§ **INSTRUCTIONS FOR THE TASK**
Reproduce everything in the passwords thread from "I have a different" down to "haven't forgotten any!", leaving the wording unchanged.

§ **GIVEN TEXT**
○ ○ ○
# Passwords



## Sandstone-Shadow (Dec 20, 2010)

Do you guys use multiple passwords? Is it worth the extra effort to remember them all to have different passwords for different things, especially if the password is a good one, or is it always a good idea to have different passwords for different things?

Personally I have a ton of different passwords with two-four main ones. All the other obscure ones I have to look up, or guess at all the random things that I remember using as a password at some point or another. There's also a few passwords that I only used once and never wrote down, so I really can't remember those. Luckily those were typically for old topsites and such...

Opinions?


----------



## Blastoise Fortooate (Dec 20, 2010)

I use permutations of the same one for internet stuff and I choose random words for my computer's. The last one was 'greenbean', por examplo.


----------



## Green (Dec 20, 2010)

Nope, the same one, or a variation if needed. It's usually no


----------



## Superbird (Dec 20, 2010)

I always use the same password. For everything. It is: A secret.


----------



## Minish (Dec 20, 2010)

I have a different password for basically every website I go to. Most of them aren't even words and are hard to remember. I don't know why I do this. ):

I go through phases of passwords, too. I've probably had about fifty+ regular passwords throughout my internet life, because I'm insane or something.


----------



## Murkrow (Dec 20, 2010)

I used to use the same passwords everywhere but then I become paranoid and used different passwords everywhere, and started forgetting them all. Now I use the same really long password with very slight changes for each different site, so far I haven't forgotten any!

I think my password here is still my old one, I'll change it now.


----------



## Worst Username Ever (Dec 20, 2010)

I have several passwords I use diferent places. It's mostly this one random letter-nuber combo that I for some reason was able to remember, or some regular word or sentence with half the letters in 1337.


----------



## Butterfree (Dec 20, 2010)
○ ○ ○
§ **SOURCE MATERIAL**
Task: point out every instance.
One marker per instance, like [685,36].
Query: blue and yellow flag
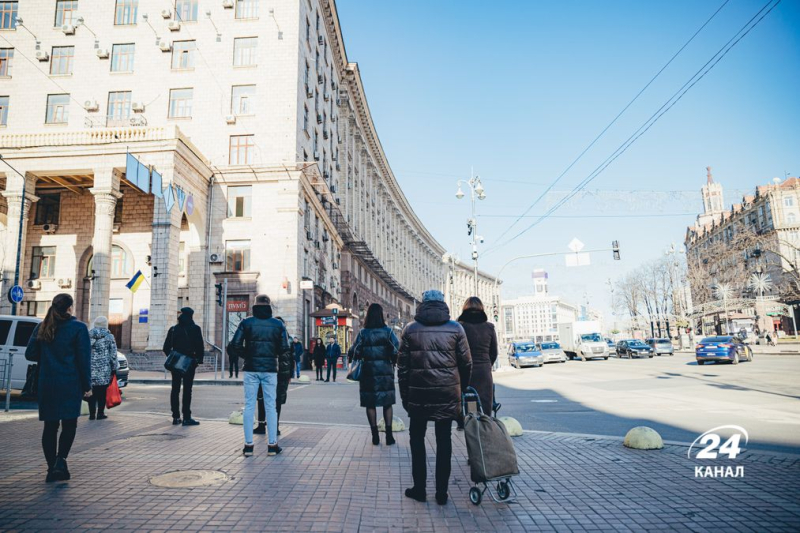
[135,281]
○ ○ ○
§ **WRITTEN RESPONSE**
I have a different password for basically every website I go to. Most of them aren't even words and are hard to remember. I don't know why I do this. ):

I go through phases of passwords, too. I've probably had about fifty+ regular passwords throughout my internet life, because I'm insane or something.


----------



## Murkrow (Dec 20, 2010)

I used to use the same passwords everywhere but then I become paranoid and used different passwords everywhere, and started forgetting them all. Now I use the same really long password with very slight changes for each different site, so far I haven't forgotten any!